Exercices ::
- a) D'après l'extrait fourni, quand le Service national de recherche des crimes de guerre ennemis (SRCGE) a-t-il été créé ?
- b) Relevez, s'il vous plaît, tous les résistants nommés dans l'extrait fourni.

Extrait fourni ::
Le livre de Jacqueline Duhem, agrégée d’histoire [1] est construit sur une large base de travaux sur archives, recherches de témoignages et consultation méthodique de la presse régionale, mais aussi nationale et allemande. Chaque partie est illustrée par des photos d’identité et de lieux de mémoire, des biographies, non seulement de résistants Pierre Hachin, Suzanne Lanoy-Blin, René Cassin, Jean Cavaillès…) mais aussi de criminels de guerre, situés de haut en bas de la hiérarchie militaire et policière allemande. Une carte de la région occupée, avec les scènes de crimes de mai-juin 1940, mais aussi d’avril et août-septembre 1944, et un organigramme de l’administration militaire allemande complètent une somme d’informations originales et méconnues.

Crimes de guerre

Comme son titre l’indique, le livre est structuré à partir de la mise en place d’un Service national de recherche des crimes de guerre ennemis (SRCGE) créé le 14 octobre 1944, fonctionnant du 6 décembre au 1er juillet 1948, en rapport avec la commission des Nations Unies pour les crimes de guerre, siégeant à Londres du 20 octobre 1943 au 31 mars 1948. Le texte est articulé sur un espace régional et trois temps forts : l’invasion militaire de mai-juin 1940, les massacres de 1944, massacres de fin de guerre (avril, août-septembre 1944) et les procès d’après guerre, de la Libération à la guerre froide.

Jeu de données ::
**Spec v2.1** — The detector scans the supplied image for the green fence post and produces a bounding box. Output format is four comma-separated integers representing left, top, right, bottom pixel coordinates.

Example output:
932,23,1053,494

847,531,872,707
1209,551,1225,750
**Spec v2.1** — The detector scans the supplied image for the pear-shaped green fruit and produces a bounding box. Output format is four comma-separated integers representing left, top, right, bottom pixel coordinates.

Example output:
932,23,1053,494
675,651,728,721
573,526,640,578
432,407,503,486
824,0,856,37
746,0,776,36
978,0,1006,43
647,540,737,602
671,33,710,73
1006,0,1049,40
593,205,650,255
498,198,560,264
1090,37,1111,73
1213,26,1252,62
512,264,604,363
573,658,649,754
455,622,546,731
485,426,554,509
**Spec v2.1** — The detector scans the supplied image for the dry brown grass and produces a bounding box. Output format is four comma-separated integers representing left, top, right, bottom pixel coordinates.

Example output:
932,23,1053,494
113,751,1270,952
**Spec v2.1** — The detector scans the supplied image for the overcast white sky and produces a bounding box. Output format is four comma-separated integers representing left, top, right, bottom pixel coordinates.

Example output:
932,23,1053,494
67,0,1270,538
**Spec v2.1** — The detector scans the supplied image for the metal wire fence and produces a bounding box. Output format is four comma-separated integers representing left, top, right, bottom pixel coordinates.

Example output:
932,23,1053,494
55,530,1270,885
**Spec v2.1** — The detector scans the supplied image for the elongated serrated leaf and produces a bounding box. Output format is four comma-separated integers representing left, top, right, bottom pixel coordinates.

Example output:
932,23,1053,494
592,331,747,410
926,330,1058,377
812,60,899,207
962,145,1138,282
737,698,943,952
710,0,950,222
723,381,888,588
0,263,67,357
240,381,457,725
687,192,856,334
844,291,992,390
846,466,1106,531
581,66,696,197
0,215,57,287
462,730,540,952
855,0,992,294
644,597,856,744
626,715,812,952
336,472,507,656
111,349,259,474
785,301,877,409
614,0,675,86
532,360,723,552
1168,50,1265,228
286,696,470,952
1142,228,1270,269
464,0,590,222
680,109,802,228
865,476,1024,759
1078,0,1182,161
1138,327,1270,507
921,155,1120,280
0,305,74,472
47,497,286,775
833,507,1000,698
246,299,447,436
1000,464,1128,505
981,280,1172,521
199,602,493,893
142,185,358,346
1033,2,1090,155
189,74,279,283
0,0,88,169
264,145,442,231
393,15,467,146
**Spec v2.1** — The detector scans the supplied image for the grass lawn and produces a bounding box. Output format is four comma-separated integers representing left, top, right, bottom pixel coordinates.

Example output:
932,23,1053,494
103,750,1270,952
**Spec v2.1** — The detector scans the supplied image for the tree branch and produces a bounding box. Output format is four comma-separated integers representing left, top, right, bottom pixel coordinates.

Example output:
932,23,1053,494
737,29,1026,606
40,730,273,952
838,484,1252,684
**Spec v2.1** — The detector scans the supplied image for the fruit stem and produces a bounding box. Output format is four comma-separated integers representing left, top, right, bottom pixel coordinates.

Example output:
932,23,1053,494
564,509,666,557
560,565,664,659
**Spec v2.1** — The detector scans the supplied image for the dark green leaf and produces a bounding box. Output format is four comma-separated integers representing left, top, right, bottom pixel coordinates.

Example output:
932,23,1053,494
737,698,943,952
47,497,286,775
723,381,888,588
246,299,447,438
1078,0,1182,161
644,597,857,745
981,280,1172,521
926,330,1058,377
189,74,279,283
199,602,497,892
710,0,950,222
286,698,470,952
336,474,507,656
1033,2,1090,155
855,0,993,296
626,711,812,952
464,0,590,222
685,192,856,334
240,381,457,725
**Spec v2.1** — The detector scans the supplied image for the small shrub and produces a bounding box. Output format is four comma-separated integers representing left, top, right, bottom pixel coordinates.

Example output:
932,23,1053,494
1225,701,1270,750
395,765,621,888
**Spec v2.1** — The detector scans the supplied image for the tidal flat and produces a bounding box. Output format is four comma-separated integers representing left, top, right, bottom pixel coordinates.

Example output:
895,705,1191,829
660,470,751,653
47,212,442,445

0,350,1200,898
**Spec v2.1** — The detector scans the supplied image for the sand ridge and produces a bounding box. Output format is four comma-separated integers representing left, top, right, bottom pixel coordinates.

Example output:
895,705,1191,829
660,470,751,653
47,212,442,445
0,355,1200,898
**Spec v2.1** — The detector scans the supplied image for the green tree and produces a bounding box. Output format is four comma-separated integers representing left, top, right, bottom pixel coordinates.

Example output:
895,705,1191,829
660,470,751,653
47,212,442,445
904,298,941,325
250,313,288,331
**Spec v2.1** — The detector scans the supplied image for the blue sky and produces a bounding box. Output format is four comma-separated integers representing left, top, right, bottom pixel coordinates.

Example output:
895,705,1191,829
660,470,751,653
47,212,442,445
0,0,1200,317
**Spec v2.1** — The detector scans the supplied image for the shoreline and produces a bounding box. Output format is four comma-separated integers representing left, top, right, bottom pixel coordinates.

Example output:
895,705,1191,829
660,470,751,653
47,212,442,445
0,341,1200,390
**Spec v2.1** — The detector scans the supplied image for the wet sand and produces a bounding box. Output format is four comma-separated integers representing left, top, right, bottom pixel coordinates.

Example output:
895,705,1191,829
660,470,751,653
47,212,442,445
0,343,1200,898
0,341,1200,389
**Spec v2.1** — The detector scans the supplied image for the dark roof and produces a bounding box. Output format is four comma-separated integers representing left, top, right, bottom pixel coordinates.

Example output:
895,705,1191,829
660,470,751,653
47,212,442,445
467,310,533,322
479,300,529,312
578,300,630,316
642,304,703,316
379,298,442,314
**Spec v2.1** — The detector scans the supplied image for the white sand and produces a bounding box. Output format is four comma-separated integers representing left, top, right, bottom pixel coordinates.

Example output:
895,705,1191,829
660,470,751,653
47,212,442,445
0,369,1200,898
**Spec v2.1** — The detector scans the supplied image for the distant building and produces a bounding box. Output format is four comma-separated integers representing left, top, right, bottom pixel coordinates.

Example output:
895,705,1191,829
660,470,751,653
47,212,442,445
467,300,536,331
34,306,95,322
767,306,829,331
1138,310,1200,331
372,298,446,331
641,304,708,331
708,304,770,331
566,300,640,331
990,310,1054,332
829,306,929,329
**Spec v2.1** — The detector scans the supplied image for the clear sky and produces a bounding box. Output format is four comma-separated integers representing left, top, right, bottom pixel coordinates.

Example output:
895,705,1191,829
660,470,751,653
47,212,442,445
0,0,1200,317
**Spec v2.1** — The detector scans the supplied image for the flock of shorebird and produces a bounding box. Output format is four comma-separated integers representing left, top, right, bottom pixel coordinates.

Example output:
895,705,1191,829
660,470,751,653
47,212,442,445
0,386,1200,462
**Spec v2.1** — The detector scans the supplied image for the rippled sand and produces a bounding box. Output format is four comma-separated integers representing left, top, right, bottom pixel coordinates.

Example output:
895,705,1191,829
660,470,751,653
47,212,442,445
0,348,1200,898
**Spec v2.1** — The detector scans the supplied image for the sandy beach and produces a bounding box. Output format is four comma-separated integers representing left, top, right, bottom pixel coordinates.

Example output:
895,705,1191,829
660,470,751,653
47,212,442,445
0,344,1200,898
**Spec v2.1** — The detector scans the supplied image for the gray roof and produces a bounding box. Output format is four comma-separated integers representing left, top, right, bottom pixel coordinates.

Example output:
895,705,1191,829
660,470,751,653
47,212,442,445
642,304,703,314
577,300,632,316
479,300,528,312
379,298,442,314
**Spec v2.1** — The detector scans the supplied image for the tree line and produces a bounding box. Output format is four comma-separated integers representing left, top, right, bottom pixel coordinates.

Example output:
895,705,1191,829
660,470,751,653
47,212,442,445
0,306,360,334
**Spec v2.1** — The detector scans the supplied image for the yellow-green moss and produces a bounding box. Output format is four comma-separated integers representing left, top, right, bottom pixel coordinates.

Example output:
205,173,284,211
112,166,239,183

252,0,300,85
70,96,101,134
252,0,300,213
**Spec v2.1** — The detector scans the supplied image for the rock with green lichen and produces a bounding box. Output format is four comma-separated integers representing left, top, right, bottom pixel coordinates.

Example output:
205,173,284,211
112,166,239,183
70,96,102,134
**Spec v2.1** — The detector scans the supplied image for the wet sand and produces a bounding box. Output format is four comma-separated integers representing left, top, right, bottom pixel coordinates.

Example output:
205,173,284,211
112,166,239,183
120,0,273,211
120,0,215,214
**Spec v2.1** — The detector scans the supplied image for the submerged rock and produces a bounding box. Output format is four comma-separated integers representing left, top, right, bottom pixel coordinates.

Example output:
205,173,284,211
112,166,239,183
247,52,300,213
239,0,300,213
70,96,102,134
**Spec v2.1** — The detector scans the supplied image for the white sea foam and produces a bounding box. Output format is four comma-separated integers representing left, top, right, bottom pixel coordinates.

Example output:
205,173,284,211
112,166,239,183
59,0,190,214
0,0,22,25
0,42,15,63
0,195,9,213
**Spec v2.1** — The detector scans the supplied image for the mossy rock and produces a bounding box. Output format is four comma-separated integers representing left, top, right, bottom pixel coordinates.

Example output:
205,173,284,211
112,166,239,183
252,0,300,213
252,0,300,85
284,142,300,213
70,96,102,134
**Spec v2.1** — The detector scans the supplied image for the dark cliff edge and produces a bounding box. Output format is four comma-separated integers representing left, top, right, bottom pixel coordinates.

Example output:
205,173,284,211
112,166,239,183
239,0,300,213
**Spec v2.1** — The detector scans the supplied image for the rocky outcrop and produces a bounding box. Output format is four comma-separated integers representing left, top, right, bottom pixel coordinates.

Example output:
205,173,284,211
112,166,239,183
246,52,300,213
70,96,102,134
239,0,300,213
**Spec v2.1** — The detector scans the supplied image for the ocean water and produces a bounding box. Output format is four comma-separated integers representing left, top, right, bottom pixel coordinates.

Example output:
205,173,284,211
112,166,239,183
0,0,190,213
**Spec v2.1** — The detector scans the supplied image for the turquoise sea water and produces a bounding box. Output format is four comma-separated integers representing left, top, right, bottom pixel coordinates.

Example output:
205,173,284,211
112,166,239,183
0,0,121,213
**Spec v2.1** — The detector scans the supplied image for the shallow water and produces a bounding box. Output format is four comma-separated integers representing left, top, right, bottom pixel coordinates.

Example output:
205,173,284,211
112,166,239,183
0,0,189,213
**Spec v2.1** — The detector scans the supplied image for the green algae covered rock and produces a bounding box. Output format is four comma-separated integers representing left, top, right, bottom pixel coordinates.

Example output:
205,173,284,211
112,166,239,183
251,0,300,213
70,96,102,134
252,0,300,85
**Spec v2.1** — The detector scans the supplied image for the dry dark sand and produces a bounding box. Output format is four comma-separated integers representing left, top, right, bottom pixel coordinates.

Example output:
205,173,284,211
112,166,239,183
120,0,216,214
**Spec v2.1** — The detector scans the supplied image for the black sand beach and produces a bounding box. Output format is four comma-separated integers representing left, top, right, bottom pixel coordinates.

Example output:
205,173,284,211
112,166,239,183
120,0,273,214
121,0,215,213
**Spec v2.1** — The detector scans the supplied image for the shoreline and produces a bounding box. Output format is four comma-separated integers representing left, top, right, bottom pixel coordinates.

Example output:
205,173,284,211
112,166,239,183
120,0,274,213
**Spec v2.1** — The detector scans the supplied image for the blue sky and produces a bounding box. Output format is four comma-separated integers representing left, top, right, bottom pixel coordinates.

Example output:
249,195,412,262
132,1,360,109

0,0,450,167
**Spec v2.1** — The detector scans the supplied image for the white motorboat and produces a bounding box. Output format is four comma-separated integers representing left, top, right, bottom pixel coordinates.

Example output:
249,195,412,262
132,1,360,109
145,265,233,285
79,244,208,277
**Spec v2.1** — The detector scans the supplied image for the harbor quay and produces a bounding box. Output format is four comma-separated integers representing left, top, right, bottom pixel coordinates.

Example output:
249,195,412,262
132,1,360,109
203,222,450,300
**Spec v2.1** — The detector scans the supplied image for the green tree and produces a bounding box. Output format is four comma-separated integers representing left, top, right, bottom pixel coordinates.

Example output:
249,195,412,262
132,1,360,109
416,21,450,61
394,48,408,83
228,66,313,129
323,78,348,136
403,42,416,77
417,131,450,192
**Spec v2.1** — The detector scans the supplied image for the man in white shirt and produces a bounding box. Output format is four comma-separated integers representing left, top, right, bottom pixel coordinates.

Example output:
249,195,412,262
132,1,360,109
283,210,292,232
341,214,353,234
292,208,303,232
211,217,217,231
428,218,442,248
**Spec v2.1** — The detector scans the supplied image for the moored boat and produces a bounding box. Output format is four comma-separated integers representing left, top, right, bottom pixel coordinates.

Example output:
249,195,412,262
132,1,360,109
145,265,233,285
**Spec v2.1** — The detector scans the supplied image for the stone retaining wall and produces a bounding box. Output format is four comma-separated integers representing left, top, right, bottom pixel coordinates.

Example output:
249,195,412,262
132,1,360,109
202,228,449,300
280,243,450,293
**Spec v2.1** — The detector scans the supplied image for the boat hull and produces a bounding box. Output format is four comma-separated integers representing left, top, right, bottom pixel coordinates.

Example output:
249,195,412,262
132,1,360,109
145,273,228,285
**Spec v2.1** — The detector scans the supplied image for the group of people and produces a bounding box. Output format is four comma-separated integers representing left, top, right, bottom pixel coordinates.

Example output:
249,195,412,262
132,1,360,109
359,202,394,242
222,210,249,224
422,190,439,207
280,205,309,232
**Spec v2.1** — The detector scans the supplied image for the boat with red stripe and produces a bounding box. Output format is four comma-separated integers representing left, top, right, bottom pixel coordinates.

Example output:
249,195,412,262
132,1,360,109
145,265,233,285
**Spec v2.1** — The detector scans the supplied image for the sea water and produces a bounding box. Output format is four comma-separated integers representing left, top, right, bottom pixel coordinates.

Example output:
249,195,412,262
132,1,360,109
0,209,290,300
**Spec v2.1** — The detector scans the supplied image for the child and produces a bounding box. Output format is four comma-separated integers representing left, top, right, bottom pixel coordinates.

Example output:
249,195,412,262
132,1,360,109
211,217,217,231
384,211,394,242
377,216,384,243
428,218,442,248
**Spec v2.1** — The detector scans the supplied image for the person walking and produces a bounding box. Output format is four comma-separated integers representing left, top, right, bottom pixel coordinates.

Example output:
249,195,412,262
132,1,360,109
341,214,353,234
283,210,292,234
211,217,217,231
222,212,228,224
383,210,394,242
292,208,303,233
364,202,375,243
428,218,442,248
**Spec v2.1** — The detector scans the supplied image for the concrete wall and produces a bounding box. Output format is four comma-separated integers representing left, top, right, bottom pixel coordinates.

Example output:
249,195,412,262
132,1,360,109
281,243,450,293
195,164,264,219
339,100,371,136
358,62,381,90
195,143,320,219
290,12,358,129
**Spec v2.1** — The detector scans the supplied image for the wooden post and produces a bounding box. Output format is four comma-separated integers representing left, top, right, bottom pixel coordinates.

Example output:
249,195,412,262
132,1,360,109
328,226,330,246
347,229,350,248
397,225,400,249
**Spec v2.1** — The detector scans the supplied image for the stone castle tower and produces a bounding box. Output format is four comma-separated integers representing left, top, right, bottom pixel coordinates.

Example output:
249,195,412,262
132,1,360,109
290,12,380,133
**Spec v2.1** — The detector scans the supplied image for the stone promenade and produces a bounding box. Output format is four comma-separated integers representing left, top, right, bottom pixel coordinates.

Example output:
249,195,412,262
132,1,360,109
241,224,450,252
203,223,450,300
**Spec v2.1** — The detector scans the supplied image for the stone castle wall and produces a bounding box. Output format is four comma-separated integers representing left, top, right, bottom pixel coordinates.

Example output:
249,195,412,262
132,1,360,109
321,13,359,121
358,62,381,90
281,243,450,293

Réponses par exercice ::
- a) Le 14 octobre 1944.

- b) Pierre Hachin, Suzanne Lanoy-Blin, René Cassin, Jean Cavaillès.